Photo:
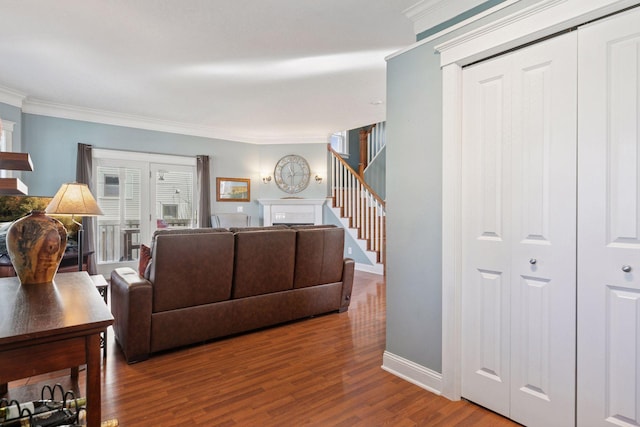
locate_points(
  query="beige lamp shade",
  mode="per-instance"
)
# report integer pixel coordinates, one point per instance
(74, 199)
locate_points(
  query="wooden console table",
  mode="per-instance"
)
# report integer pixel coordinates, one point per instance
(45, 328)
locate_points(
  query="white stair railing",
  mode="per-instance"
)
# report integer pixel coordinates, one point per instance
(358, 203)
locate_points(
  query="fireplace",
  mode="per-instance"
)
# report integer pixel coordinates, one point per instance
(292, 211)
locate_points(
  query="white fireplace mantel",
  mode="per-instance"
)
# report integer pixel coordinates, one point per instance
(291, 211)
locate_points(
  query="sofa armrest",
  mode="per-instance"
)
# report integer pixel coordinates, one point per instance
(347, 283)
(131, 302)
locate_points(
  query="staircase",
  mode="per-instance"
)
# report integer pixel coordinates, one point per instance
(360, 209)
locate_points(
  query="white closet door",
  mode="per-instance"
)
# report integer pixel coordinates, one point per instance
(519, 221)
(543, 291)
(609, 222)
(486, 205)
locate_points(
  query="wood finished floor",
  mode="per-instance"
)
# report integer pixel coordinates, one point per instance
(323, 371)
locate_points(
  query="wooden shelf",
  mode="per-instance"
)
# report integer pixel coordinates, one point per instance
(15, 161)
(13, 186)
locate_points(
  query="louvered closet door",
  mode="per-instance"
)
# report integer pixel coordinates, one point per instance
(519, 222)
(609, 222)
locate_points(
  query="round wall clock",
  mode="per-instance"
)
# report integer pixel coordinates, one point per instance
(292, 174)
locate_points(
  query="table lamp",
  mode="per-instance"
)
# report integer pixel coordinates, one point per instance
(74, 199)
····················
WHAT YOU ARE ASKED TO DO:
Set down the complete material exactly, but do not include the images.

EXPECTED ANSWER:
Photo:
locate_points(
  query="beige lamp shade",
  mode="per-instance"
)
# report integer pixel coordinates, one point per instance
(74, 199)
locate_points(
  query="wooden console table",
  mode="per-instance"
)
# report integer pixel coordinates, one point per instance
(45, 328)
locate_points(
  query="white stair railing",
  mode="per-instance"
)
# report integer pixel coordinates, one point per instance
(358, 203)
locate_points(
  query="fireplace",
  mode="per-instance"
)
# report integer pixel coordinates, one point per instance
(292, 211)
locate_points(
  query="white fireplace mantel",
  mode="per-instance"
)
# report integer pixel coordinates, one point per instance
(291, 211)
locate_points(
  query="sofa armrest",
  mode="per-instance"
)
# report integer pixel coordinates, one point per instance
(347, 283)
(131, 302)
locate_points(
  query="staircase",
  mode="per-instance"
)
# report integer pixel coordinates, one point per instance
(360, 209)
locate_points(
  query="white closet door",
  mode="per-instance"
)
# report integer pixel coordinates, one point per instance
(519, 221)
(543, 291)
(609, 222)
(486, 205)
locate_points(
  query="wood finished floor",
  mode="per-instance"
)
# report integer pixel coordinates, one point per instance
(323, 371)
locate_points(
  query="wooden shelf",
  mode="per-instance"
)
# report integer pixel coordinates, one point per instance
(15, 161)
(13, 186)
locate_points(
  query="louvered closet door",
  mode="per-instance"
)
# report integer pixel coordinates, one point per instance
(519, 222)
(609, 222)
locate_points(
  query="round wall clock",
  mode="per-instance"
)
# report integer pixel coordinates, one point per instance
(292, 174)
locate_points(
  query="table lamp",
  mode="per-instance"
)
# report integer pixel coordinates, one point per instance
(74, 199)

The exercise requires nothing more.